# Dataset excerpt
-- start --
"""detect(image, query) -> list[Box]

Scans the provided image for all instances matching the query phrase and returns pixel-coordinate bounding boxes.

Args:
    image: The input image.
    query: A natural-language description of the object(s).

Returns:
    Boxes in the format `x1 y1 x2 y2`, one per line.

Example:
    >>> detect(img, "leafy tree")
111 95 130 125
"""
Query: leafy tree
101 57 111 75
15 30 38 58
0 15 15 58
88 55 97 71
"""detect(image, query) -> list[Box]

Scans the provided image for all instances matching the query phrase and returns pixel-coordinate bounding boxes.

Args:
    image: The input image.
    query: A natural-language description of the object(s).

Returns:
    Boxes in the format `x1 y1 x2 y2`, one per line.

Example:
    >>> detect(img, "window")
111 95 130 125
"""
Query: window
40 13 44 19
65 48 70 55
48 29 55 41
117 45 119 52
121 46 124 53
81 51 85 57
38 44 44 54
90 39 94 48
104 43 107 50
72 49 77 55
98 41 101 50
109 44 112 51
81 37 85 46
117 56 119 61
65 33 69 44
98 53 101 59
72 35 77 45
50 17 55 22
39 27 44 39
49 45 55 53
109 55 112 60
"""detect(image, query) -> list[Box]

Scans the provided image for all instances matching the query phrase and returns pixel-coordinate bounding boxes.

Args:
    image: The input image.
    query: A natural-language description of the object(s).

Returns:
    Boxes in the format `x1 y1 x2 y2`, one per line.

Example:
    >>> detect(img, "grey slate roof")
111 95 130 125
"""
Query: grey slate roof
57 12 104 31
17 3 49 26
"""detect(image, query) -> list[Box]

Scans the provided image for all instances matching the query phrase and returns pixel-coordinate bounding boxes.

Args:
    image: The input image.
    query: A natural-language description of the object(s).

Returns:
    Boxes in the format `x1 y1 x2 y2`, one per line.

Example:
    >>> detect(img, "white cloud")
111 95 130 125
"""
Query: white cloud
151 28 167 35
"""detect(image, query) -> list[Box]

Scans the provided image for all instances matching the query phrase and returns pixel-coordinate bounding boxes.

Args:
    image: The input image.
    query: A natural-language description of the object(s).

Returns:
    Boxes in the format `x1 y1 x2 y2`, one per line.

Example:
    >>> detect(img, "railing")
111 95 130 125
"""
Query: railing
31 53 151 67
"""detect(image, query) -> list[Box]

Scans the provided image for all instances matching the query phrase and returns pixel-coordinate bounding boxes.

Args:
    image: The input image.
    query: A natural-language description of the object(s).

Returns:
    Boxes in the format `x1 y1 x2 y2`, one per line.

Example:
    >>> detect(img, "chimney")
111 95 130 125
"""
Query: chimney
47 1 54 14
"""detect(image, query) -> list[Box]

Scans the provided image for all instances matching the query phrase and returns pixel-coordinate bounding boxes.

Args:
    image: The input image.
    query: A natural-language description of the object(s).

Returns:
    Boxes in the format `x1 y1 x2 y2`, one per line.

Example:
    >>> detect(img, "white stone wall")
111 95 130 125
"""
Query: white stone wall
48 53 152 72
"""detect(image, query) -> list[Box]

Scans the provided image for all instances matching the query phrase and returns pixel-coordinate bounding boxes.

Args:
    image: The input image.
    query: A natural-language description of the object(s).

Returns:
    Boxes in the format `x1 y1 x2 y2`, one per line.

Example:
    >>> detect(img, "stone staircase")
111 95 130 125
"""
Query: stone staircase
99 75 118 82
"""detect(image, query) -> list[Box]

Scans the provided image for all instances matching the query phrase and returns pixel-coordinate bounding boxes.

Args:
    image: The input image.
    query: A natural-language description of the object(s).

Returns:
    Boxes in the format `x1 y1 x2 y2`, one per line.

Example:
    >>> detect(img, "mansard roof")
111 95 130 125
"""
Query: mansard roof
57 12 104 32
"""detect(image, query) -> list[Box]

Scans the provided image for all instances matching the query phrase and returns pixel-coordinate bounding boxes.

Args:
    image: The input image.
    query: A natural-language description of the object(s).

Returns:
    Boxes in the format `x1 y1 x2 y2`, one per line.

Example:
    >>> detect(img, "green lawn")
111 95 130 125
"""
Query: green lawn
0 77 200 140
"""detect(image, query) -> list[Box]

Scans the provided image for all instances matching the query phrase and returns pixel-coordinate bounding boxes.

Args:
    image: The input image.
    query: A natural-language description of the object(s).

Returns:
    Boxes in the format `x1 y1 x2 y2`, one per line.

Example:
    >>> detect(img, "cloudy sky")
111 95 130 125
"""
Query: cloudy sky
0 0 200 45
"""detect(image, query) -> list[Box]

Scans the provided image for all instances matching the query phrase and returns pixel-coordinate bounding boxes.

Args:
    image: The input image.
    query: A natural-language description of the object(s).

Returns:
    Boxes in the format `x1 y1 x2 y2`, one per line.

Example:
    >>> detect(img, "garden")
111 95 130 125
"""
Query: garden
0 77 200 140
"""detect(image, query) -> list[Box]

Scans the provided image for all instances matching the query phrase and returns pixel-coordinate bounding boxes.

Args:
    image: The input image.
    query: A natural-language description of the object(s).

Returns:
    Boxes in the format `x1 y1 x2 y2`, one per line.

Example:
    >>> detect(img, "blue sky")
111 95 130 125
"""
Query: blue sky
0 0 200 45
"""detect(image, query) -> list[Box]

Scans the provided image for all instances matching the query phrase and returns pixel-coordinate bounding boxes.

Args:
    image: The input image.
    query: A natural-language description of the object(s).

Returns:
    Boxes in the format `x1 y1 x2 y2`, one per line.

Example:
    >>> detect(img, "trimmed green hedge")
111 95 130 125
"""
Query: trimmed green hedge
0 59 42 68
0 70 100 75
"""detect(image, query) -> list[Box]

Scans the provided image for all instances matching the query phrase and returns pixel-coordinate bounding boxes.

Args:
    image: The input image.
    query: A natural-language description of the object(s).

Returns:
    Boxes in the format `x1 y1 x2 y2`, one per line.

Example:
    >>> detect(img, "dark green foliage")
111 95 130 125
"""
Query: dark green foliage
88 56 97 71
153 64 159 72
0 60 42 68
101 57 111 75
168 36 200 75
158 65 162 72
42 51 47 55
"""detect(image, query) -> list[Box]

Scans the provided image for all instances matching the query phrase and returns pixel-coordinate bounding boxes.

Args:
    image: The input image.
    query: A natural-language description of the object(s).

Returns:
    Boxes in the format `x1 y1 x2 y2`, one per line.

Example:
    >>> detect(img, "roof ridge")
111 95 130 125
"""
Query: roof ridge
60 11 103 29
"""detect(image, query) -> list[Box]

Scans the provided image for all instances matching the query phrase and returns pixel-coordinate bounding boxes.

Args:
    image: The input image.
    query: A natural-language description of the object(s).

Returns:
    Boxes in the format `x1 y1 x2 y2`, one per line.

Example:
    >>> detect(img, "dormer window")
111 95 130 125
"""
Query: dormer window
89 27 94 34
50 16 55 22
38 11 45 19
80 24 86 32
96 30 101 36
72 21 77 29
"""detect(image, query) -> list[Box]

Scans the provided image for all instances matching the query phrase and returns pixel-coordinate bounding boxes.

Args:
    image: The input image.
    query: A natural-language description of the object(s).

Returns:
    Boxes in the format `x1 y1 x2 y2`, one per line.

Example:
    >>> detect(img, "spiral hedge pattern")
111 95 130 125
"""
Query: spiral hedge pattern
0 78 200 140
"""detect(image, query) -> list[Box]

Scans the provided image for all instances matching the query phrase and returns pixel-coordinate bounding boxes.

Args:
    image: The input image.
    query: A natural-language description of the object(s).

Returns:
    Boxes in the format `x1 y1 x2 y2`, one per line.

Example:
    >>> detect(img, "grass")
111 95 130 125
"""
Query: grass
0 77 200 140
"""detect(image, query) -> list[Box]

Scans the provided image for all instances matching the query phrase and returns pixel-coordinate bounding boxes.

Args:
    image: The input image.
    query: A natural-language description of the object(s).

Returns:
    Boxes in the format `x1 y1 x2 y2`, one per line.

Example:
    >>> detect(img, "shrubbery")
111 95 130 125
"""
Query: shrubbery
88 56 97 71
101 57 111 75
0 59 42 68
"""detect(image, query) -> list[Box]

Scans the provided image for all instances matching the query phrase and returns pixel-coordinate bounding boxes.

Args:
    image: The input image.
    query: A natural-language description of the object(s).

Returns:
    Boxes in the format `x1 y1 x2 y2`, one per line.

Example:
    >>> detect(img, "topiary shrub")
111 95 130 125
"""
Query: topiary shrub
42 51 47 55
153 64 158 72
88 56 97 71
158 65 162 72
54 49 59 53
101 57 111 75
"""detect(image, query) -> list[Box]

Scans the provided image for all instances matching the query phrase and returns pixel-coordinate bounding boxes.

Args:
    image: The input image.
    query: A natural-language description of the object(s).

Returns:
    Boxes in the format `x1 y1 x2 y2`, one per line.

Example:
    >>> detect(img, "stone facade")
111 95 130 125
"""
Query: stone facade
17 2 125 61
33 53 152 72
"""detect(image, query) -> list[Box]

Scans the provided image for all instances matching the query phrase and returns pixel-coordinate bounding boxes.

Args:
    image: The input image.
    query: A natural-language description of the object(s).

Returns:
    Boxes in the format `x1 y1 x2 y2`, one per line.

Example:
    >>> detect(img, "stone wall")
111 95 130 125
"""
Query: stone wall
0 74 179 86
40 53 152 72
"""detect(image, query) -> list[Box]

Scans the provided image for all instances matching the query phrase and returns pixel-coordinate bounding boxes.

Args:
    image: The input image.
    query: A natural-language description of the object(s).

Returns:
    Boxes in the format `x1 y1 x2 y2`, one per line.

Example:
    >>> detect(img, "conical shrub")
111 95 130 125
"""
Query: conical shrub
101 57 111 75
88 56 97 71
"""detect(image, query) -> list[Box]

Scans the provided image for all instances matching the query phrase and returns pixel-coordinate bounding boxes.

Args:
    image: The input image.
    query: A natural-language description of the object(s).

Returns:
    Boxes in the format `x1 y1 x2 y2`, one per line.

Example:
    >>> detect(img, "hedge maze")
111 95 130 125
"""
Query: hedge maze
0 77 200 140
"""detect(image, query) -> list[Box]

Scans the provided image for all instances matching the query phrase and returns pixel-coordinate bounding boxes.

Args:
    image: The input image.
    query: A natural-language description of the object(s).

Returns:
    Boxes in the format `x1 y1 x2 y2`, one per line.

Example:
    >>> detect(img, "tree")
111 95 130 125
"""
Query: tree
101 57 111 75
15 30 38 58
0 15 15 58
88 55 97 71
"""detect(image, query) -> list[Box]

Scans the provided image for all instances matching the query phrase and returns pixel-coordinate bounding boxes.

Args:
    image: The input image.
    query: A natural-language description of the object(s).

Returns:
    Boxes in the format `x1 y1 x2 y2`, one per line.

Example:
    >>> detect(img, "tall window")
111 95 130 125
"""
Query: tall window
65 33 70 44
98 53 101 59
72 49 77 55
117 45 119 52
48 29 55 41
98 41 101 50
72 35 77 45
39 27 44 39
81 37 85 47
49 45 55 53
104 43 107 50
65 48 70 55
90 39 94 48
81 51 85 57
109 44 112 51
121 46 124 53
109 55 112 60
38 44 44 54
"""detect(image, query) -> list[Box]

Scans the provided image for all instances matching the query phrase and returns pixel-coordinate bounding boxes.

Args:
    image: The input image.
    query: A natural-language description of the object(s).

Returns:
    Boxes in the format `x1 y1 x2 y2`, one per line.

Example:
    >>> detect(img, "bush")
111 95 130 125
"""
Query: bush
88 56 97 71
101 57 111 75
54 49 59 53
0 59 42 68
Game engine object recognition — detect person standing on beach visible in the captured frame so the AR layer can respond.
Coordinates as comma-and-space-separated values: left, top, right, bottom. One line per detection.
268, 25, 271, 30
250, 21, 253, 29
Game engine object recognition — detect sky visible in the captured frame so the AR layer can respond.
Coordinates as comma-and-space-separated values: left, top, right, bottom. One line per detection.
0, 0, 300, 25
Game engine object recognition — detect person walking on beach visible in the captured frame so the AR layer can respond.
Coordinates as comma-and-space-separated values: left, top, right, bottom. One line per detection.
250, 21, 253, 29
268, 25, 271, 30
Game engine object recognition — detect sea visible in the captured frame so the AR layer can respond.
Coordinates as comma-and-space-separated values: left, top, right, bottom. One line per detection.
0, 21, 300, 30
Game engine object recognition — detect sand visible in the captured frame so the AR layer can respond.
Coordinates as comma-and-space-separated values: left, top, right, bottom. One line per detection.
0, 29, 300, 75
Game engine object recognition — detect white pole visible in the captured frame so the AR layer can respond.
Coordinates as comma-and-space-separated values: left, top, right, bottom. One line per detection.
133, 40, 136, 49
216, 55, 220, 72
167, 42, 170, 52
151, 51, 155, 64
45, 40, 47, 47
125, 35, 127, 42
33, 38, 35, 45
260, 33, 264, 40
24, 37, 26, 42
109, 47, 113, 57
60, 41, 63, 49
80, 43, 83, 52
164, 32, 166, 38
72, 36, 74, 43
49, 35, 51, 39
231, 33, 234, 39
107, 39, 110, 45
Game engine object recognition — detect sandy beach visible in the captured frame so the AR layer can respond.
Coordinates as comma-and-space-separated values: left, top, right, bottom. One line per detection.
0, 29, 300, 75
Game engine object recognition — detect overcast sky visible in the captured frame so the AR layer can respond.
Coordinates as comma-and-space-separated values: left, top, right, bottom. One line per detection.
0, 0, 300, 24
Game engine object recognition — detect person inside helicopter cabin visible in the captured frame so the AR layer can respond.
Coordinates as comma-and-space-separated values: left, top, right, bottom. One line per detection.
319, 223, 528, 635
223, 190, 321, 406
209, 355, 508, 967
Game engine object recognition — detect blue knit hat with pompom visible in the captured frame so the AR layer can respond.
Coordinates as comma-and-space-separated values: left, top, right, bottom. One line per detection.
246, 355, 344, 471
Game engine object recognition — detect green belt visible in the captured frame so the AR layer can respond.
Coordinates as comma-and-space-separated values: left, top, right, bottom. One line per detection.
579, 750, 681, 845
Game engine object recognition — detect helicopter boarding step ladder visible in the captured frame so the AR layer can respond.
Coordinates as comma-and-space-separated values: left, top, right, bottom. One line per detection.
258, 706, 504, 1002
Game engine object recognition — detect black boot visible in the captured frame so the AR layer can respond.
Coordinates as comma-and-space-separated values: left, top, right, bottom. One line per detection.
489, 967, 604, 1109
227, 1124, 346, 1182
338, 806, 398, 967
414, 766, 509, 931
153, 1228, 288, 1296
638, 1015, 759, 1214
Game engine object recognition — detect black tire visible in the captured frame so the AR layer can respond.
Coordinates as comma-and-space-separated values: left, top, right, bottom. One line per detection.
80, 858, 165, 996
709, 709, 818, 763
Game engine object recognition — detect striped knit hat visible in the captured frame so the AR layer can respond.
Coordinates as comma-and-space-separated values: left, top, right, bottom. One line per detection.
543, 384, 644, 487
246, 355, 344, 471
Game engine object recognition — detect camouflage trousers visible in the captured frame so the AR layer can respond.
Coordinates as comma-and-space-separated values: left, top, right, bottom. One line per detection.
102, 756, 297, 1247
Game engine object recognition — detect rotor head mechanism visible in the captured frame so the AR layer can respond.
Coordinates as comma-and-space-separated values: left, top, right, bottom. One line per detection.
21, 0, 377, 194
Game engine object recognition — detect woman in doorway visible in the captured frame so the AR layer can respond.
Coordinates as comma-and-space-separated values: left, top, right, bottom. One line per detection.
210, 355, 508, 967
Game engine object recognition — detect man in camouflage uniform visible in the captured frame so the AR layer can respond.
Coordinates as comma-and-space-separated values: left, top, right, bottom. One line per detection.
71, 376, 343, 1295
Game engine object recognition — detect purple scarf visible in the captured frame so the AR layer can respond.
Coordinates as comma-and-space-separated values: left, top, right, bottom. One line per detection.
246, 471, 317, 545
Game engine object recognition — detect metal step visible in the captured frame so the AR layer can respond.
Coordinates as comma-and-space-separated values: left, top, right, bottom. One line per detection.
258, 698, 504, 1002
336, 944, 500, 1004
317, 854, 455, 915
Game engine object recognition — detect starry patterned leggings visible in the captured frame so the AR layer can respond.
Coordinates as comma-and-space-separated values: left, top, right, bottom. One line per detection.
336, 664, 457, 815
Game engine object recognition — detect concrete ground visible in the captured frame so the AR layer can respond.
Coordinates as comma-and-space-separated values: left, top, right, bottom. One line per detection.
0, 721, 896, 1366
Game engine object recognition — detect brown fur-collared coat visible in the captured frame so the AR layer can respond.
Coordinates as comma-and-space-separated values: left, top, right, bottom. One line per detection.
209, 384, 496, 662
-- end --
Put every line from the one containing "Game engine object recognition — detect sand visible" down to the one containing "209, 355, 508, 967", both included, into a JSON list of strings with one string per line, leaving out blank lines.

# Worked answer
[
  "Game engine object recognition — detect sand visible in the captured frame so the AR layer can respond.",
  "Coordinates as comma-and-space-separated values: left, top, right, bottom. One line per detection.",
  "0, 29, 300, 75",
  "Game engine object recognition — detect white pole visible in the captured frame so the AR layer can respond.",
  "Coordinates as comma-and-space-separated values: left, top, right, bottom. One line per detection.",
  "133, 40, 136, 49",
  "216, 55, 220, 72",
  "167, 42, 170, 52",
  "151, 51, 155, 64",
  "45, 40, 47, 47",
  "125, 35, 127, 42",
  "33, 38, 35, 45",
  "260, 33, 264, 40",
  "24, 37, 26, 42",
  "109, 47, 113, 57",
  "60, 41, 63, 49",
  "80, 43, 83, 52",
  "164, 32, 166, 38",
  "72, 36, 74, 43",
  "49, 35, 51, 39",
  "231, 33, 234, 39",
  "107, 39, 110, 45",
  "Game engine object recognition — detect sandy beach visible in the captured frame so the AR layer can respond.",
  "Coordinates as comma-and-space-separated values: left, top, right, bottom. One line per detection.",
  "0, 29, 300, 75",
  "Game engine object recognition — detect overcast sky visible in the captured frame so the AR layer can respond.",
  "Coordinates as comma-and-space-separated values: left, top, right, bottom. One line per detection.",
  "0, 0, 300, 24",
  "Game engine object recognition — detect person inside helicopter cabin visible in the captured frame so the AR layer can respond.",
  "Coordinates as comma-and-space-separated values: left, top, right, bottom. One line per detection.",
  "319, 223, 528, 635",
  "223, 190, 321, 406",
  "209, 355, 508, 967"
]